* _Soal 1_
Tuliskan kembali tanpa perubahan bagian teks tentang Shafiyah binti Abdul Mutthalib, mulai dari "Siapa sesungguhnya srikandi" sampai dengan "pemimpin Bani Umayyah.".
* _Soal 2_
Jawablah pertanyaan berikut berdasarkan teks tentang Shafiyah binti Abdul Mutthalib.
(a) Apa yang dihunus Shafiyah ketika ia muncul menunggang kuda dalam perang fi sabilillah?
(b) Siapa nama ibu Shafiyah?
(c) Siapa suami pertama Shafiyah?

* _Teks yang Ditampilkan_
Muslimah pertama dalam Islam yang menewaskan orang musyrik dengan tangannya, dalam peperangan menegakkan agama Allah. [kata ahli-ahli sejarah
Dia wanita bangsawan yang berpikiran murni dan memiliki karakter tinggi. Orang-orang pandai menilainya dengan seribu macam penilaian. Sebagai wanita sahabat yang gagah berani, tercatat dalam sejarah Islam. Dia muslimah pertama yang menewaskan orang musyrik dengan tangannya dalam perang menegakkan agama Allah. Dia wanita pertama yang muncul menunggang kuda dan menghunus pedang dalam perang fi sabilillah.
Siapa sesungguhnya srikandi muslimah ini?
Dia adalah SHAFIYAH BINTI ABDUL MUTTHALIB AL HASYIMIYAH AL QURASYIYAH, bibi Muhammad bin Abdul Mutthalib, Rasulullah SAW. Kemuliaan adalah melengkupi Shafiyah dari berbagai pihak. Ayahnya Abdul Mutthalib bin Hasyim, kakek Nabi SAW, seorang pemimpin Quraisy yang dipatuhi. Ibunya Halah binti Wahab, saudaranya Aminah binti Wahab ibunda Rasulullah SAW. Suaminya yang pertama Al Harits bin Harb, saudara Abu Sufyan bin Harb, pemimpin Bani Umayyah.

* _Cuplikan Bahan_
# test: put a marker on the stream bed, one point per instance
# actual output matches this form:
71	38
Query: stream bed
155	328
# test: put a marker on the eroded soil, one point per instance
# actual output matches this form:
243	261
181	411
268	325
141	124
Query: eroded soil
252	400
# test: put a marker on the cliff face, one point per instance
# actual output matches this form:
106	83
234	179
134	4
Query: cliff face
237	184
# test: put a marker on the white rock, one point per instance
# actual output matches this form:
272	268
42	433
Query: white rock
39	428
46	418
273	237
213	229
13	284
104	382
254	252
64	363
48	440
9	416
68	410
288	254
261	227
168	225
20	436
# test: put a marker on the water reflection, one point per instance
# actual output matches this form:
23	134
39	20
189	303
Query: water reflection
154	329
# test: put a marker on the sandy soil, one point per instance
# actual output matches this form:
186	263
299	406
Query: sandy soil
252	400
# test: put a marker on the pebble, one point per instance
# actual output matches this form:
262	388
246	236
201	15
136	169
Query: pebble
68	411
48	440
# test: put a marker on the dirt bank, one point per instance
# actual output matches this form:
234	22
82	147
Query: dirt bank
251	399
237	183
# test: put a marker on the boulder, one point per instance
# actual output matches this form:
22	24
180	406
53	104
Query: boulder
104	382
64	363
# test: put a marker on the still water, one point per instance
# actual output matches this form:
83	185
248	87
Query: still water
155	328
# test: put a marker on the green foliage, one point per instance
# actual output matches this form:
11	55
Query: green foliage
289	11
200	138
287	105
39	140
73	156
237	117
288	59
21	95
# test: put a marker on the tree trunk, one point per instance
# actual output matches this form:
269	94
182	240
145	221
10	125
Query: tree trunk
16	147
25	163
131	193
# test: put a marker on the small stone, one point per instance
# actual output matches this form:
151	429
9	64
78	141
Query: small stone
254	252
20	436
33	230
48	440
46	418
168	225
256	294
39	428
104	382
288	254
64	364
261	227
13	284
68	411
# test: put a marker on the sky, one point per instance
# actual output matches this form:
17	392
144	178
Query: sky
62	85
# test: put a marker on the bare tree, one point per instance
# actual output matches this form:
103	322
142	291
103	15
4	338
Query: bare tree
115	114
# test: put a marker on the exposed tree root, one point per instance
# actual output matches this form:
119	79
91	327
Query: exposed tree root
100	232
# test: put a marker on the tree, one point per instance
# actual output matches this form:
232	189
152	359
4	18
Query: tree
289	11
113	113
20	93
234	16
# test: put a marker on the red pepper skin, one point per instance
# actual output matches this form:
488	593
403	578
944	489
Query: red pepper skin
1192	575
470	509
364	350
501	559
==
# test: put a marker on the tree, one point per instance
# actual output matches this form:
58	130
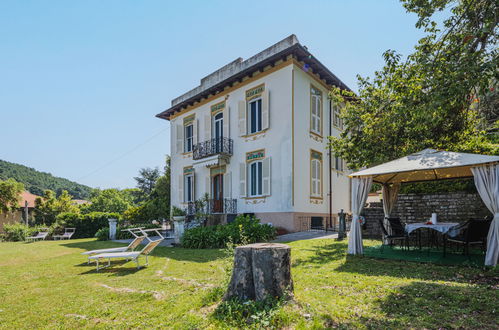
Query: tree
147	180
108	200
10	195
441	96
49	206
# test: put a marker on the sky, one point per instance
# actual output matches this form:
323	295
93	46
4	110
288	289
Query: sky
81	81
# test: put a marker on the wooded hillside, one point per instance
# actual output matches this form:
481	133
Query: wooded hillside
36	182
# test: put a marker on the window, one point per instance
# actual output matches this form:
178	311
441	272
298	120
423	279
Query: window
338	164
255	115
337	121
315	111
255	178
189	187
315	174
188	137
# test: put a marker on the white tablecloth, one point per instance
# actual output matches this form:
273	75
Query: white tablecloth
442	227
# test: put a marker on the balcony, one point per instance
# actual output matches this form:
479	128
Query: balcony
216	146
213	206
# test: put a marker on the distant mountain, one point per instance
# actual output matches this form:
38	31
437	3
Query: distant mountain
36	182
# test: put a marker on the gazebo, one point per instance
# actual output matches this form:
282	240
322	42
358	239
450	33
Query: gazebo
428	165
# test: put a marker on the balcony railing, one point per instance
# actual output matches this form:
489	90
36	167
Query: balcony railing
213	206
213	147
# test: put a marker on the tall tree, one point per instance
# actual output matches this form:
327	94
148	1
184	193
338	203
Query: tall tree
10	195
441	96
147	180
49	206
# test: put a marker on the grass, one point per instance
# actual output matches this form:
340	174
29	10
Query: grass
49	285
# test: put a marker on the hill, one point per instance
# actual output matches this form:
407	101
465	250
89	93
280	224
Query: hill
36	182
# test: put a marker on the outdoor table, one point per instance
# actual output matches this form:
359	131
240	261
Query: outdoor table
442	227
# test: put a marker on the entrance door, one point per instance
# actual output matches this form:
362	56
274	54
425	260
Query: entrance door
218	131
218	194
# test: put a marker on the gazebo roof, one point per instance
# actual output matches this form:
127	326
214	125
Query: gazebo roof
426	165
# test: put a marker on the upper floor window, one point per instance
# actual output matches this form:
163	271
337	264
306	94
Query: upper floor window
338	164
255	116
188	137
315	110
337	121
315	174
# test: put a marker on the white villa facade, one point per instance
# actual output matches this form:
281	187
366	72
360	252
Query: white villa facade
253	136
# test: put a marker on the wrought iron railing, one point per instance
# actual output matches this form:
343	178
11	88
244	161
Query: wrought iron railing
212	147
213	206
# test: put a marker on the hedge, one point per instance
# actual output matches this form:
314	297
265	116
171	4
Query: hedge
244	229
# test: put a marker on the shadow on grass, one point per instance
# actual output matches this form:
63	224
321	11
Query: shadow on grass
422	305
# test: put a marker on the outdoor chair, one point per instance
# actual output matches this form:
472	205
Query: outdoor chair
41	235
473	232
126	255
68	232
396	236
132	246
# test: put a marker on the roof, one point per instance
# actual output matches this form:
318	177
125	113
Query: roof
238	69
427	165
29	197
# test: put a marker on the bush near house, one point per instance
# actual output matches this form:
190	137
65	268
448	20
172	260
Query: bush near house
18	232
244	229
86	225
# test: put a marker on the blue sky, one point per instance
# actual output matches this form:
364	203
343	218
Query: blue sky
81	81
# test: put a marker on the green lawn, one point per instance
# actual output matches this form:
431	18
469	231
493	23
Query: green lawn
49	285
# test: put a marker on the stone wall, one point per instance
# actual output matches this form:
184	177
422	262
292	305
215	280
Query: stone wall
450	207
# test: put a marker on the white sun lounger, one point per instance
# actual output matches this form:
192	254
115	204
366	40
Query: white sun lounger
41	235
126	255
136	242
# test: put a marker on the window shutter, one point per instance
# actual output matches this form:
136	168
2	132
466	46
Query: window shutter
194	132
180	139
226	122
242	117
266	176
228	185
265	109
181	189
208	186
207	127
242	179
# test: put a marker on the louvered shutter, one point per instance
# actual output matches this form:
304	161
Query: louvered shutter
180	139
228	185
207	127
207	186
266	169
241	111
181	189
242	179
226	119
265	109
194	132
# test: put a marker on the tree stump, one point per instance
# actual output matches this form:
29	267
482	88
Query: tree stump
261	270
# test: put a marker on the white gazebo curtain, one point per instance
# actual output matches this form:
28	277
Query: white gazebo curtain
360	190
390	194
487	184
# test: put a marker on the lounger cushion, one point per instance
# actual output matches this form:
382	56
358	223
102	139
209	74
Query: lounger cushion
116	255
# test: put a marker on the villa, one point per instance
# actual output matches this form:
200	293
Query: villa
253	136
==
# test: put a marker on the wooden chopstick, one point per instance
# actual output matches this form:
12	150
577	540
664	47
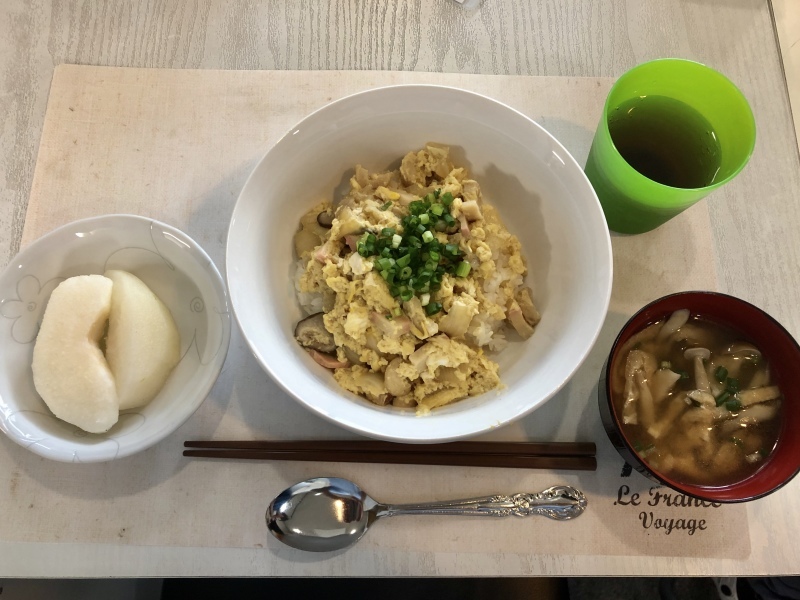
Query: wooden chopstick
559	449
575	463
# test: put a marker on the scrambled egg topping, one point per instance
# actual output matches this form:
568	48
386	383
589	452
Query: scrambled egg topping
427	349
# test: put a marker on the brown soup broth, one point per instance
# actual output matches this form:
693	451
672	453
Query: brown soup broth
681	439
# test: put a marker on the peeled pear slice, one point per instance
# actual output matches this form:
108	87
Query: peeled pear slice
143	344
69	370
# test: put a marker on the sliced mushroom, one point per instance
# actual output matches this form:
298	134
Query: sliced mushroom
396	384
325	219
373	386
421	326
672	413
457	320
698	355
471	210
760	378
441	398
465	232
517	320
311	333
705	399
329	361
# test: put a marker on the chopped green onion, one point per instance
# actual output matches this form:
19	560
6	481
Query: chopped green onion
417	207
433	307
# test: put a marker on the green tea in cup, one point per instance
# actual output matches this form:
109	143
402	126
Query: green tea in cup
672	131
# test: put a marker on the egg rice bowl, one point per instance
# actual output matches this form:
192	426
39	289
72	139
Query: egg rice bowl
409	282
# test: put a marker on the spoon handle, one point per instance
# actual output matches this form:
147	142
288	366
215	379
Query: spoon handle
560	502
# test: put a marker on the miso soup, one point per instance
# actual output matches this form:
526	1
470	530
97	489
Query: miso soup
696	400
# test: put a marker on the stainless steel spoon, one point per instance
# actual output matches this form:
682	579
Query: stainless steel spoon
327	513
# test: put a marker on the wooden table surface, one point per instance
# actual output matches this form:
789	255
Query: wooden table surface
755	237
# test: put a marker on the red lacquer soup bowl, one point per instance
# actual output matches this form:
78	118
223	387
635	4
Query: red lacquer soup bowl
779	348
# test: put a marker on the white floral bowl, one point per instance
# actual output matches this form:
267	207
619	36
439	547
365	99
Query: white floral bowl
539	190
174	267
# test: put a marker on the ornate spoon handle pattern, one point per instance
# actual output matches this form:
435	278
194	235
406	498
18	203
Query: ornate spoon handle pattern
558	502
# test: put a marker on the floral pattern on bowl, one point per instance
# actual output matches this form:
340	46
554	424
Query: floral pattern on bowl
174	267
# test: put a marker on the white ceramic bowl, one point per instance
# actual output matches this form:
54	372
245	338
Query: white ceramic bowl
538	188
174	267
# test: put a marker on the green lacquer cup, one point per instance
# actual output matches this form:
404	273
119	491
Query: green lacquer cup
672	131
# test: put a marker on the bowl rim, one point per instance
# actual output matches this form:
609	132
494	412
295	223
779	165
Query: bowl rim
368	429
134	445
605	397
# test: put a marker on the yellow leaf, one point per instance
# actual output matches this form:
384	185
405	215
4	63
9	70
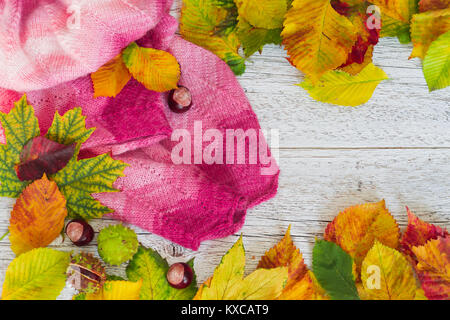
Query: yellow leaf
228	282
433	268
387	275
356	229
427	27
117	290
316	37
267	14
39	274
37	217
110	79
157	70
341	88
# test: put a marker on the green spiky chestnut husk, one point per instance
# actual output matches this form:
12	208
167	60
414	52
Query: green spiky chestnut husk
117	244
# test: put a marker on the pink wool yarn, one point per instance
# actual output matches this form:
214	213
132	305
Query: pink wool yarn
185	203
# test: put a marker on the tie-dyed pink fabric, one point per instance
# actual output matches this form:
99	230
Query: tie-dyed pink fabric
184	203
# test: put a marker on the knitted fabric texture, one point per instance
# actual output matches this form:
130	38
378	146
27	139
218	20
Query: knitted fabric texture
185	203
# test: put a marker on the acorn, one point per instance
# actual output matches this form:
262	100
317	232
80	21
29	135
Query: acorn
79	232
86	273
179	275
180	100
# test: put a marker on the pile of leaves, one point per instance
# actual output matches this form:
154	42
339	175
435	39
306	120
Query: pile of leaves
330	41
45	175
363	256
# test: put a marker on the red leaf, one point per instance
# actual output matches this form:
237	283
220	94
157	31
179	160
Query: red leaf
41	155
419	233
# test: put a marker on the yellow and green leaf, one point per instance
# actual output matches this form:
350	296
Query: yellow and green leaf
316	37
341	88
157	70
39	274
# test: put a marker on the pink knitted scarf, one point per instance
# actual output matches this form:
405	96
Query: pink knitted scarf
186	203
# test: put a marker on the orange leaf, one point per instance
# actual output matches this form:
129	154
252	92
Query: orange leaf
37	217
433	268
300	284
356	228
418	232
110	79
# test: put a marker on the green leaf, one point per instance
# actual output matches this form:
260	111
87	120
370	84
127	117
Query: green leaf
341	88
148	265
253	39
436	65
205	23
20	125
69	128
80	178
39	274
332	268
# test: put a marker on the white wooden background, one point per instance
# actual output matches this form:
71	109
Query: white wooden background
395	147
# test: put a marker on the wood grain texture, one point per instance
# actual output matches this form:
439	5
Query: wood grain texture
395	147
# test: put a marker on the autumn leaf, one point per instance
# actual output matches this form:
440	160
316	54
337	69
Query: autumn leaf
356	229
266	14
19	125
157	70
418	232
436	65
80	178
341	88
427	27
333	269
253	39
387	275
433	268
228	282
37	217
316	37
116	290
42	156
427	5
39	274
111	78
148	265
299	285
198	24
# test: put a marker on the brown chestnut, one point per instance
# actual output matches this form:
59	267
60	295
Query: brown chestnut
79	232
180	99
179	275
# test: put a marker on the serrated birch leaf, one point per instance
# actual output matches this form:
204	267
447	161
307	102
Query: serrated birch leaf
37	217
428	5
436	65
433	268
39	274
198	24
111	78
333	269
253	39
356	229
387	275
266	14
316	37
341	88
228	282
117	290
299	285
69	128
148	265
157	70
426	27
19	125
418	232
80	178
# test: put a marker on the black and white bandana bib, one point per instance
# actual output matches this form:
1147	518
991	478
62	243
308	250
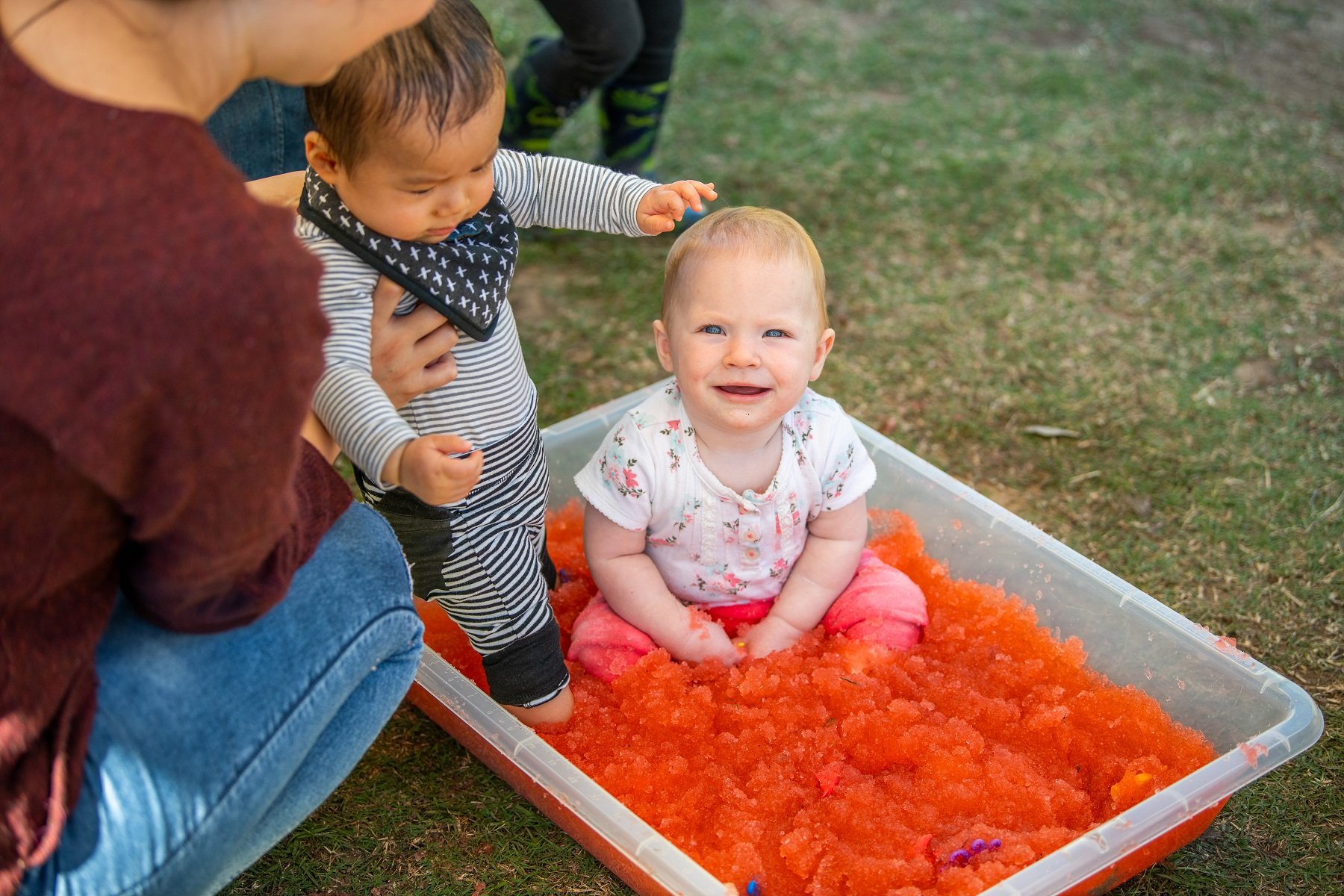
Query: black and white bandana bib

* _Penyelesaian Soal 1_
Siapa sesungguhnya srikandi muslimah ini?
Dia adalah SHAFIYAH BINTI ABDUL MUTTHALIB AL HASYIMIYAH AL QURASYIYAH, bibi Muhammad bin Abdul Mutthalib, Rasulullah SAW. Kemuliaan adalah melengkupi Shafiyah dari berbagai pihak. Ayahnya Abdul Mutthalib bin Hasyim, kakek Nabi SAW, seorang pemimpin Quraisy yang dipatuhi. Ibunya Halah binti Wahab, saudaranya Aminah binti Wahab ibunda Rasulullah SAW. Suaminya yang pertama Al Harits bin Harb, saudara Abu Sufyan bin Harb, pemimpin Bani Umayyah.

* _Penyelesaian Soal 2_
(a) Pedang.
(b) Halah binti Wahab.
(c) Al Harits bin Harb.